Make an exact copy of the entries below.

> [Records of labeled points]
◇ ◇ ◇ ◇

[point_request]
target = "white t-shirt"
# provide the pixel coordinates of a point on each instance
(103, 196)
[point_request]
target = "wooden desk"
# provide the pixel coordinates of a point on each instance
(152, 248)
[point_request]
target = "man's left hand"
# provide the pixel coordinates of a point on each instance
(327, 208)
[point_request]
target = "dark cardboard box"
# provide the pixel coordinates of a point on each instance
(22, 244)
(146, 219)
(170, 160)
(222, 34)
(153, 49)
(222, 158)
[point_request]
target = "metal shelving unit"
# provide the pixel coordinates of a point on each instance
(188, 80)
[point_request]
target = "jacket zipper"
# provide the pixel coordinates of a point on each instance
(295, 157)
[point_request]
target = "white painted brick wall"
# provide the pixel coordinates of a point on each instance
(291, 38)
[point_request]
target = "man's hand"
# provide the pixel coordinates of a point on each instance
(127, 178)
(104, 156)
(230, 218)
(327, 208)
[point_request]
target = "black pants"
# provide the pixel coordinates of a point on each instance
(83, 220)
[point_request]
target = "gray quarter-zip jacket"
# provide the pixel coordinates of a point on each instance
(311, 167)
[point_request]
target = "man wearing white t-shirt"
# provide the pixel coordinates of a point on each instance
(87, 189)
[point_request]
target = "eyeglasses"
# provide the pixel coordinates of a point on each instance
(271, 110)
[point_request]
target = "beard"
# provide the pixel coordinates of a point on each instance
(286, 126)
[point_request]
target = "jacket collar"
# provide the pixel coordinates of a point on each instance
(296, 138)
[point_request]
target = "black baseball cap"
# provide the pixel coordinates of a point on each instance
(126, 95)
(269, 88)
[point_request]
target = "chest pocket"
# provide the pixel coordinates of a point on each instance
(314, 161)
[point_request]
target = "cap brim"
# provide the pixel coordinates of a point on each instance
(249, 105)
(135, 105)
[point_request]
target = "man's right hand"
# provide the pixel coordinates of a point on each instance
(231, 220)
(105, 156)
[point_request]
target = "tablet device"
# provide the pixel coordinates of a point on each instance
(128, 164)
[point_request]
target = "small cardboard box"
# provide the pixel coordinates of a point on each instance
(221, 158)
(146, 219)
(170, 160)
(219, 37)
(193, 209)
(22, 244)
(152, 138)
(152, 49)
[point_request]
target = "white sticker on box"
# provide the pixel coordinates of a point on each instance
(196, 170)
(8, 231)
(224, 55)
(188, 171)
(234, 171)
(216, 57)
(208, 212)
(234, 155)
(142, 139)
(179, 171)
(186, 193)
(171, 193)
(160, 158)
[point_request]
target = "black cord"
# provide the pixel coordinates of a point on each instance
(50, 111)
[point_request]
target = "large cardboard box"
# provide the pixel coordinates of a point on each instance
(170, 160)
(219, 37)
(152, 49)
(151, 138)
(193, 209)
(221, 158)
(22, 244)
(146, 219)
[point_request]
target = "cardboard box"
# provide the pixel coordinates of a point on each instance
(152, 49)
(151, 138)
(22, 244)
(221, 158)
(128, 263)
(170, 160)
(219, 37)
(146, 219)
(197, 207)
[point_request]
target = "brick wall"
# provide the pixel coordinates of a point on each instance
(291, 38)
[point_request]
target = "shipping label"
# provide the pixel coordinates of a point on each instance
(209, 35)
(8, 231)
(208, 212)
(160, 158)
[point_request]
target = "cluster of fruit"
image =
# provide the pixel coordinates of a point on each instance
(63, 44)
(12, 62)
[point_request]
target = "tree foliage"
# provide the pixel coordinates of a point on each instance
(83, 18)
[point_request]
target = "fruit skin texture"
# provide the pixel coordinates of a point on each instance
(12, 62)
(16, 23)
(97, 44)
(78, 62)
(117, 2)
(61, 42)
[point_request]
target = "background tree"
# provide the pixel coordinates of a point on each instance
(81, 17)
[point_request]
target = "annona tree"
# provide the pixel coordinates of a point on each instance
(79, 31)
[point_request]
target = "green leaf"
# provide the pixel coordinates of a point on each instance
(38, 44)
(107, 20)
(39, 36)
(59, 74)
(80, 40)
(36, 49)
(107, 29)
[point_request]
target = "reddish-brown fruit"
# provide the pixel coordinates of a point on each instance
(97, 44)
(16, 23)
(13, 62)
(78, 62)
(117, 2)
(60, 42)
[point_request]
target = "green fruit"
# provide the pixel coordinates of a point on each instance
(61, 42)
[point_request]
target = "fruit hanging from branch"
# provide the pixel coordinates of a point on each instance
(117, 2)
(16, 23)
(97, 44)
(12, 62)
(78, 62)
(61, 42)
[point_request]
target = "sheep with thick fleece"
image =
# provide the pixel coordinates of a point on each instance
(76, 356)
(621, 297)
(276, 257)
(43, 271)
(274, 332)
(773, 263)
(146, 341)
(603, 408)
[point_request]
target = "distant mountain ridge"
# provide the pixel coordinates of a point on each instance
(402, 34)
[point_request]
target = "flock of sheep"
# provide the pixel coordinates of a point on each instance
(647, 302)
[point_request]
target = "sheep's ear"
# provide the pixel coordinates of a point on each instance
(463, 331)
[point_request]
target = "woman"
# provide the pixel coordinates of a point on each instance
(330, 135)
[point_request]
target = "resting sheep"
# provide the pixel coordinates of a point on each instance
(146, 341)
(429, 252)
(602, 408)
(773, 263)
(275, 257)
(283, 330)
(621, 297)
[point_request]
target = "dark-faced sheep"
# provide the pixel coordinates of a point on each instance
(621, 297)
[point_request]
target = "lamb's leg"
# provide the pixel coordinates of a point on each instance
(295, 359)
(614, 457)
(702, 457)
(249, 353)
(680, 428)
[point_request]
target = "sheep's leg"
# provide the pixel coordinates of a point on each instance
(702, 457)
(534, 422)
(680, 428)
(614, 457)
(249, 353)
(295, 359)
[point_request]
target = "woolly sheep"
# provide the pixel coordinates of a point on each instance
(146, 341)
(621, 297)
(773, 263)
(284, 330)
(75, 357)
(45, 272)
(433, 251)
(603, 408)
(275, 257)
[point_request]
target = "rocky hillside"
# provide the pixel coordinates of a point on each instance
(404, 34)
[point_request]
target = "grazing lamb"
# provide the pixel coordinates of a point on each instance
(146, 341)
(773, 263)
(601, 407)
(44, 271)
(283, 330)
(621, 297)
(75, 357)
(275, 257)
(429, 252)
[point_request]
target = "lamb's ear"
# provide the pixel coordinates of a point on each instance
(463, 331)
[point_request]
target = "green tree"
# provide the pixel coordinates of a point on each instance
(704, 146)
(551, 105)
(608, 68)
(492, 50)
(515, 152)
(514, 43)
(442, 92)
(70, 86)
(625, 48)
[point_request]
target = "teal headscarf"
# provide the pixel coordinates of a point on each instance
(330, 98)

◇ ◇ ◇ ◇

> [COMPLETE ANSWER]
[point_request]
target = "white t-shirt"
# provide the pixel coordinates of a point on each instance
(103, 196)
[point_request]
target = "wooden desk"
# provide the pixel coordinates of a point on each instance
(152, 248)
[point_request]
target = "man's left hand"
# provide the pixel coordinates of a point on each instance
(327, 208)
[point_request]
target = "dark cardboard box"
# provide the pixel coordinates of a point on each instance
(22, 244)
(146, 219)
(170, 160)
(222, 34)
(153, 49)
(222, 158)
[point_request]
target = "metal shelving unit"
# provide the pixel coordinates of a point on each instance
(188, 80)
[point_request]
target = "jacket zipper"
# provide the pixel coordinates of a point on each instance
(295, 157)
[point_request]
target = "white painted brick wall"
# provide the pixel coordinates of a point on each instance
(291, 38)
[point_request]
target = "man's hand"
# provide the pixel coordinates of a point on each instance
(127, 178)
(104, 156)
(230, 218)
(327, 208)
[point_request]
target = "black pants"
# provide the pixel coordinates of a point on each instance
(83, 220)
[point_request]
target = "gray quarter-zip jacket"
# provide the pixel coordinates of a point on each instance
(311, 167)
[point_request]
target = "man wearing white t-shirt"
# provide the pixel coordinates of a point on each instance
(87, 189)
[point_request]
target = "eyeglasses"
# provide the pixel coordinates of a point on each instance
(271, 110)
[point_request]
target = "beard"
# provide the pixel coordinates of a point on each instance
(286, 126)
[point_request]
target = "jacket collar"
# provide the pixel coordinates of a point on each instance
(296, 138)
[point_request]
target = "black baseball cap"
# provide the pixel coordinates of a point on each instance
(126, 95)
(269, 88)
[point_request]
target = "chest pocket"
# provide the pixel coordinates of a point on each instance
(314, 161)
[point_request]
target = "cap brim"
# provide the pixel coordinates of a point on each instance
(249, 105)
(135, 105)
[point_request]
target = "man's right hand"
# provide the pixel coordinates of a point on each instance
(231, 220)
(105, 156)
[point_request]
target = "tablet device"
# provide the pixel coordinates of a point on each instance
(128, 164)
[point_request]
target = "small cardboard box"
# provide the pixel coordinates of a point on each instance
(221, 158)
(146, 219)
(170, 160)
(219, 37)
(193, 209)
(22, 244)
(152, 138)
(152, 49)
[point_request]
target = "white sticker on box"
# provide the pixel coordinates of a point on each instance
(196, 170)
(8, 231)
(224, 55)
(188, 171)
(234, 171)
(216, 57)
(208, 212)
(234, 155)
(142, 139)
(179, 171)
(186, 193)
(171, 193)
(160, 158)
[point_request]
target = "black cord"
# provide the pixel coordinates of a point on each instance
(50, 111)
[point_request]
target = "large cardboard box"
# provide the pixel coordinates of a point on each instance
(170, 160)
(219, 37)
(152, 49)
(151, 138)
(193, 209)
(221, 158)
(22, 244)
(146, 219)
[point_request]
target = "cardboard box"
# provide the pixel coordinates of a point on each instance
(152, 49)
(151, 138)
(22, 244)
(221, 158)
(128, 263)
(170, 160)
(219, 37)
(146, 219)
(197, 207)
[point_request]
target = "brick wall"
# provide the pixel coordinates of a point on each instance
(291, 38)
[point_request]
target = "shipping label"
# provide the pixel coordinates of a point on each instance
(209, 35)
(8, 231)
(208, 212)
(160, 158)
[point_request]
target = "cluster of fruit"
image =
# provide the pixel coordinates of a point on each instance
(63, 44)
(12, 62)
[point_request]
target = "tree foliage"
# provide the pixel coordinates of a point on each instance
(83, 18)
[point_request]
target = "fruit skin texture"
# provide the pixel coordinates of a point on each instance
(12, 62)
(16, 23)
(97, 44)
(78, 62)
(117, 2)
(61, 42)
[point_request]
target = "background tree"
# provide the pixel coordinates of a point on each instance
(81, 17)
[point_request]
target = "annona tree"
# provide the pixel coordinates of a point on each instance
(79, 31)
[point_request]
target = "green leaf"
# provide the pixel coordinates of a point on each instance
(38, 44)
(107, 20)
(39, 36)
(59, 74)
(80, 40)
(36, 49)
(107, 29)
[point_request]
target = "reddish-brown fruit"
# provide the pixel coordinates of a point on each instance
(97, 44)
(16, 23)
(13, 62)
(78, 62)
(117, 2)
(60, 42)
[point_request]
target = "green fruit"
# provide the pixel coordinates of a point on each instance
(61, 42)
[point_request]
target = "fruit hanging from branch"
# provide the pixel coordinates of a point on each instance
(117, 2)
(16, 23)
(97, 44)
(12, 62)
(78, 62)
(61, 42)
[point_request]
target = "sheep with thick fleece"
image =
# provide the pixel coordinates of a point on each instance
(76, 356)
(621, 297)
(276, 257)
(43, 271)
(274, 332)
(773, 263)
(146, 341)
(603, 408)
[point_request]
target = "distant mountain ridge"
# provide the pixel coordinates of a point on each instance
(402, 34)
[point_request]
target = "flock of sheep"
# provide the pixel coordinates of a point on each instance
(647, 302)
[point_request]
target = "sheep's ear"
# provide the pixel coordinates of a point on each instance
(463, 331)
[point_request]
target = "woman"
# provide the pixel coordinates of a point on each instance
(330, 135)
[point_request]
target = "resting sheep"
# provide the pixel coordinates of a point on each instance
(146, 341)
(429, 252)
(602, 408)
(773, 263)
(275, 257)
(283, 330)
(621, 297)
[point_request]
target = "dark-faced sheep"
# provide the pixel coordinates of a point on each instance
(621, 297)
[point_request]
target = "lamb's leg"
# provide the pixel coordinates of a point on each instance
(295, 359)
(614, 457)
(702, 457)
(249, 353)
(680, 428)
[point_request]
target = "sheep's leg"
# provide the pixel coordinates of a point on each instance
(702, 457)
(534, 422)
(680, 428)
(614, 457)
(249, 353)
(295, 359)
[point_request]
target = "woolly sheep"
# provide the pixel coordinates of a point on each instance
(146, 341)
(621, 297)
(773, 263)
(284, 330)
(75, 357)
(45, 272)
(433, 251)
(603, 408)
(275, 257)
[point_request]
target = "rocky hillside"
# provide the pixel coordinates of a point on each instance
(404, 34)
[point_request]
target = "grazing lamb"
# provide the pixel coordinates of a point on each instance
(146, 341)
(773, 263)
(601, 407)
(44, 271)
(283, 330)
(621, 297)
(75, 357)
(275, 257)
(429, 252)
[point_request]
target = "lamb's ear"
# provide the pixel coordinates of a point on each instance
(463, 331)
[point_request]
target = "green tree"
# provide the pixel coordinates of a point on each instance
(704, 146)
(551, 105)
(608, 68)
(492, 50)
(515, 152)
(514, 43)
(442, 92)
(70, 86)
(625, 48)
[point_request]
target = "teal headscarf"
# provide the pixel coordinates of a point on each instance
(330, 98)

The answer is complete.